-- Material for the task follows --

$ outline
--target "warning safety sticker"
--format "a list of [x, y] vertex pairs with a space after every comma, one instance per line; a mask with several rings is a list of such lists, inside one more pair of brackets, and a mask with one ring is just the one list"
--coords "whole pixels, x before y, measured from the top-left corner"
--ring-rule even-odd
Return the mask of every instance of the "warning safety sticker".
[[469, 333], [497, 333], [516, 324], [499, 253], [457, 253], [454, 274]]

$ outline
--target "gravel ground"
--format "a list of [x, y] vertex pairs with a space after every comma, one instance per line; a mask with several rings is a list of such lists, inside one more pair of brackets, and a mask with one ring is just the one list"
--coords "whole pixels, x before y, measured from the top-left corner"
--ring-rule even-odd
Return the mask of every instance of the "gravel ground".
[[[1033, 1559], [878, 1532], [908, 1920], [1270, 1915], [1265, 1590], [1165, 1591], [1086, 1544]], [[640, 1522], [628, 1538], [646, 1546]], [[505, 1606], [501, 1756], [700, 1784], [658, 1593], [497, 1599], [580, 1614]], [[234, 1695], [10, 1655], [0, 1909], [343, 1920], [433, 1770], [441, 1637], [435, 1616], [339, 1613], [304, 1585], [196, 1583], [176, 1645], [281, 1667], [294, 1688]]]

-- Material for the task concluded --

Description of the task:
Reproduce each entry above. Every word must match.

Written answer:
$ outline
--target "warning safety sticker"
--format "a list of [x, y] vertex pairs with a space after every comma, one instance per line; a mask with several rings is a list of such lists, inside one more pair of brackets, and a mask with one ring is just the one list"
--coords "whole pixels, x before y, measured from the top-left corner"
--ring-rule even-odd
Return the mask of every instance of the "warning safety sticker".
[[469, 333], [497, 333], [516, 324], [499, 253], [457, 253], [454, 274]]

$ outline
--target "gravel ground"
--format "a list of [x, y] vertex pairs with a space after every comma, one instance per line; a mask with several rings is a list of such lists, inside one more pair of brackets, and a mask with one ring is just the one list"
--coords "whole pixels, x before y, measured from the top-left corner"
--ring-rule even-odd
Return the mask of every instance of the "gravel ground".
[[[1033, 1559], [878, 1532], [908, 1920], [1270, 1915], [1265, 1590], [1165, 1591], [1086, 1544]], [[640, 1522], [628, 1538], [646, 1546]], [[505, 1606], [501, 1756], [700, 1784], [658, 1593], [497, 1599], [580, 1614]], [[234, 1695], [10, 1655], [0, 1909], [343, 1920], [433, 1770], [441, 1637], [435, 1616], [339, 1613], [304, 1585], [196, 1583], [176, 1645], [281, 1667], [294, 1688]]]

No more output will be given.